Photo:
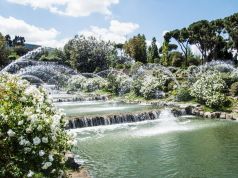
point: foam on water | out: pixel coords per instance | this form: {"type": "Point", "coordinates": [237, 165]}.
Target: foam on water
{"type": "Point", "coordinates": [165, 124]}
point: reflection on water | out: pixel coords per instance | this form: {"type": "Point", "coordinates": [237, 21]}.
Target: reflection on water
{"type": "Point", "coordinates": [84, 108]}
{"type": "Point", "coordinates": [167, 147]}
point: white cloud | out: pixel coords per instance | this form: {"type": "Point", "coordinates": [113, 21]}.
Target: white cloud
{"type": "Point", "coordinates": [164, 32]}
{"type": "Point", "coordinates": [148, 43]}
{"type": "Point", "coordinates": [74, 8]}
{"type": "Point", "coordinates": [32, 34]}
{"type": "Point", "coordinates": [195, 50]}
{"type": "Point", "coordinates": [116, 32]}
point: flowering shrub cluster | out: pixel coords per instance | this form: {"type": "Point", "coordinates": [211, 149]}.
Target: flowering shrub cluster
{"type": "Point", "coordinates": [119, 84]}
{"type": "Point", "coordinates": [79, 82]}
{"type": "Point", "coordinates": [32, 136]}
{"type": "Point", "coordinates": [183, 94]}
{"type": "Point", "coordinates": [152, 87]}
{"type": "Point", "coordinates": [208, 89]}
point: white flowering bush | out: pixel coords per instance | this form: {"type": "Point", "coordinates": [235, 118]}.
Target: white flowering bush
{"type": "Point", "coordinates": [33, 141]}
{"type": "Point", "coordinates": [119, 83]}
{"type": "Point", "coordinates": [79, 82]}
{"type": "Point", "coordinates": [208, 89]}
{"type": "Point", "coordinates": [152, 87]}
{"type": "Point", "coordinates": [75, 82]}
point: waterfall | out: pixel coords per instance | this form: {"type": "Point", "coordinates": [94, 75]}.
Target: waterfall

[Prompt]
With the images removed, give back every entry exactly as shown.

[Output of the task]
Photo:
point: foam on water | out: pixel coords per instance | this form: {"type": "Point", "coordinates": [237, 165]}.
Target: foam on water
{"type": "Point", "coordinates": [165, 124]}
point: reflection on water | out: pixel coords per instance | this form: {"type": "Point", "coordinates": [237, 21]}.
Target: reflection on water
{"type": "Point", "coordinates": [84, 108]}
{"type": "Point", "coordinates": [167, 147]}
point: white cloud | out: pixel coords per instance | this form: {"type": "Point", "coordinates": [113, 21]}.
Target: white cloud
{"type": "Point", "coordinates": [164, 32]}
{"type": "Point", "coordinates": [148, 43]}
{"type": "Point", "coordinates": [74, 8]}
{"type": "Point", "coordinates": [32, 34]}
{"type": "Point", "coordinates": [195, 50]}
{"type": "Point", "coordinates": [116, 32]}
point: flowering shrub cluster | out: pixel coords per instance | this form: {"type": "Point", "coordinates": [211, 149]}.
Target: flowering shrub cluster
{"type": "Point", "coordinates": [119, 84]}
{"type": "Point", "coordinates": [79, 82]}
{"type": "Point", "coordinates": [32, 136]}
{"type": "Point", "coordinates": [183, 94]}
{"type": "Point", "coordinates": [152, 87]}
{"type": "Point", "coordinates": [208, 89]}
point: white flowering bush | out: pixel coords per instance | this form: {"type": "Point", "coordinates": [235, 118]}.
Target: white flowering bush
{"type": "Point", "coordinates": [33, 141]}
{"type": "Point", "coordinates": [119, 83]}
{"type": "Point", "coordinates": [79, 82]}
{"type": "Point", "coordinates": [208, 89]}
{"type": "Point", "coordinates": [152, 87]}
{"type": "Point", "coordinates": [75, 82]}
point: waterfall | out: pixel coords per instance | this form: {"type": "Point", "coordinates": [94, 75]}.
Target: waterfall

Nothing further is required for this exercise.